---------- SOURCE DOCUMENT

Accessing private GitHub repos via HTTPS URLs is a matter of adding a

 Authorization: Basic <user:password, but base64-encoded>

header to the request sent by `net/git-checkout`, where "password" is a
GitHub personal access token. (I temporarily added a hardwired line in
`http-request-headers` in `net/git-checkout` to check that it works
with my GitHub account.)

I'm not sure where to add a username+password configuration for `raco
pkg`. Maybe `net/git-checkout` should look in a particular file. Maybe
`git-checkout` should take a username and password as arguments, and
`raco pkg` should get them from somewhere. If this seems like the right
direction to you, I'd be happy to see a pull request that implements
whatever configuration approach you think is appropriate.

You'd need to have some local configuration to access a private repo
through HTTPS, but that doesn't seem like a problem to me (i.e.,
similar to local DNS or package-catalog configuration). Nothing would
prevent you from registering an HTTPS package source with the main
package catalog, but it would show up as "install fails" at best; using
a private catalog seems clearly better for private packages.

At Fri, 17 Jun 2016 10:29:56 -0700, Alexis King wrote:
> I have been looking for a way to use Racket at work, and we’ve found
> a couple places where it might be useful for documentation or
> tooling. As part of this, it would be very nice to keep our source
> code private, but it would still be helpful to make use of the
> package manager to handle dependency resolution. We explored creating
> a custom catalog that would contain our packages, which has worked
> reasonably well, but the Racket package system does not appear to
> be capable of fetching packages backed by private repositories.

--------------------

TASK INSTRUCTIONS
a. In the email about private GitHub repositories, what does "password" stand for in the Authorization header?
b. How many lines of the records contain the string "Target"? Reply with the number only.

---------- RECORD EXCERPTS

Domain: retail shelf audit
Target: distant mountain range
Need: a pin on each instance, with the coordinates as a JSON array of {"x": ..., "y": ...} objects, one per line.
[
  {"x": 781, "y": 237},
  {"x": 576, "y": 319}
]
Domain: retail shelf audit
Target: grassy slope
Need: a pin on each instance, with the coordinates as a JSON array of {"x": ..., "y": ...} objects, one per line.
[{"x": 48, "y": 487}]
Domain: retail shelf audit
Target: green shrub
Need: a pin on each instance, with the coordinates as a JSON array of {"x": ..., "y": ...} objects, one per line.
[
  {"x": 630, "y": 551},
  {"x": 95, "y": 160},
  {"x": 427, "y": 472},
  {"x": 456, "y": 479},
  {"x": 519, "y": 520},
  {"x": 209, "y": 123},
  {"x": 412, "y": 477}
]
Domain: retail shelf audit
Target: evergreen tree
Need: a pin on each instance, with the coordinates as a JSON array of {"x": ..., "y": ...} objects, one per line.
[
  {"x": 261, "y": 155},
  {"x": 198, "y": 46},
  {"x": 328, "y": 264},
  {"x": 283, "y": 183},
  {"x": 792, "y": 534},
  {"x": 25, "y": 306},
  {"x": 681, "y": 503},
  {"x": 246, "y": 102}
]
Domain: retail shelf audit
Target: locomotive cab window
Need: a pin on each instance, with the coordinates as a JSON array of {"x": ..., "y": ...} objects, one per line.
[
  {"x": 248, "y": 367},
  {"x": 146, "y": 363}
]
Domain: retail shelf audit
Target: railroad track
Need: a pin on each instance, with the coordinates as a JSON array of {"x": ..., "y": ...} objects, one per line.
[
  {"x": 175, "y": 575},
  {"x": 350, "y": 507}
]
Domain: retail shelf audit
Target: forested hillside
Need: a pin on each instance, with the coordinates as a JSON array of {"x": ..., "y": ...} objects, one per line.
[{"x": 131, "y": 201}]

--------------------

RESULTS BY TASK
a. A GitHub personal access token.

b. 7